### EXCERPTED TEXT
Segment Open
Following the recent outbreak of cholera
in Mogadishu, Somalia, MSF has implemented a Cholera Treatment Centre (CTC)
which will be up and running later in January. Initial data for this year
was collected in co-ordination with Action Contre la Faim (ACF) who have
a CTC in South Mogadishu and the ICRC who run four rehydration corners
also in the south of the city.
MSF has set up a CTC in North Mogadishu every year since 1994."The incidence of diahhroea tends to rise every November with confirmed outbreaks starting around January," said Andre Le Sage, the MSF Head of Mission for North Mogadishu on the coast and Jowhar and Aden Yabal in Middle Shabelle. "Though establishing a consistent pattern is difficult; it seems to change every year, with the timing of the peaks being hard to predict," he added.
"Part of the problem is that, while oral hydration salts are effective in treating early-stage cholera, Somali common sense dictates that the only effective treatment is ringer lactate [isotonic solution administered intravenously], which is only used when there are no other alternatives," said Le Sage.
"Having an IVU plugged into your arm is more impressive to the Somalis than drinking ORS, I guess, so they think it must be more effective. But it also means a delay in treatment." He anticipates that the CTC will continue for around five months - "Although if it's anything like last year, we'll be there for nine months," he said.
Segment Closed
### AVAILABLE DATA
Segment Open
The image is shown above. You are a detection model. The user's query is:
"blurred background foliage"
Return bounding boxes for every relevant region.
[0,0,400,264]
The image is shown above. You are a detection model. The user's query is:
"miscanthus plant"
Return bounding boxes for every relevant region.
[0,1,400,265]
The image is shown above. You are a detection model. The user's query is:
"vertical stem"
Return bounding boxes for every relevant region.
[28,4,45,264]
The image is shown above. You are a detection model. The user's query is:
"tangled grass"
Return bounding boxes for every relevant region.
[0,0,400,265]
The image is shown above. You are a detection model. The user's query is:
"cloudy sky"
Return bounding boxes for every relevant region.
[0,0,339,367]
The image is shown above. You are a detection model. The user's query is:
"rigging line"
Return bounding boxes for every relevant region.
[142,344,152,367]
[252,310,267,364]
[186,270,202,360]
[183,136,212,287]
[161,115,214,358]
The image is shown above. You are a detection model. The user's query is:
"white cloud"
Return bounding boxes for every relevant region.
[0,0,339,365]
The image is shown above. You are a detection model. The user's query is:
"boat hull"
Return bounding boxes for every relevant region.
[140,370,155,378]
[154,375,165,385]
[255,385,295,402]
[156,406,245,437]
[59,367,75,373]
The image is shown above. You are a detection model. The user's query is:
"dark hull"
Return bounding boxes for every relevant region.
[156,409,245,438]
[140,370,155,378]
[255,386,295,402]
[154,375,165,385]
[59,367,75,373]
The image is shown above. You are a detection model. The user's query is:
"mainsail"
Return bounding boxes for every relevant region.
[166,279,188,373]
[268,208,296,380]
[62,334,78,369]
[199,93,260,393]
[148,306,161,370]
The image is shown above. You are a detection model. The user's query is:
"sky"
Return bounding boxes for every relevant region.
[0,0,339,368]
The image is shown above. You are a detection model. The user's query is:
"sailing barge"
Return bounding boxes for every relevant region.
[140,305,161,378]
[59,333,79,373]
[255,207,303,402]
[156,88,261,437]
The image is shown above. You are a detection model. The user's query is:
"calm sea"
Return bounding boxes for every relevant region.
Segment Closed
### PROBLEM 1
Name every organization mentioned in the text about cholera in Mogadishu.
### PROBLEM 2
Continue the text about cholera in Mogadishu from its last sentence.
The records have no connection to the text about cholera in Mogadishu.

### ANSWER BOX 1
MSF, Action Contre la Faim (ACF), the ICRC

### ANSWER BOX 2
MSF runs primary health programmes in North Mogadishu and Middle Shabelle with out-patient dispensaries, mother and child health clinics, mobile vaccination teams and emergency monitoring and response.
Somalia plunged headlong into civil war in 1991 when the central government of Siad Barre collapsed and the country has been war-torn ever since. Access to basic health care is often extremely limited, while maintaining security for the teams in Mogadishu, Middle Shabelle and Kismayo - where MSF provides support to the only hospital in South Somalia - is a recurrent problem. One NGO worker for the organisation Care International was ambushed and shot dead recently in Middle Shabelle region.
Even in the northern provinces of Puntland and Somaliland, which have seen something of a return to stability and civil government, security can still be uncertain. Despite this, however, MSF continues to work in the region. This week the MSF team has re-occupied the mission in Mudug General Hospital, Galkayo, Puntland, after they were forced to evacuate following an armed robbery late last year.